**Exercise brief:** Could you copy the records below exactly, keeping none of the images?

[Stored items from a collection]
● ● ●

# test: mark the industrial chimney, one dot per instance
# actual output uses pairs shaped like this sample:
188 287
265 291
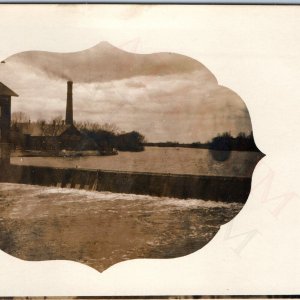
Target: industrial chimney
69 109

● ● ●

**Output of the task:**
# test: mark the industrial chimney, one dot per instance
# actual output uses pairs shaped like this sample:
188 287
265 291
Target: industrial chimney
69 109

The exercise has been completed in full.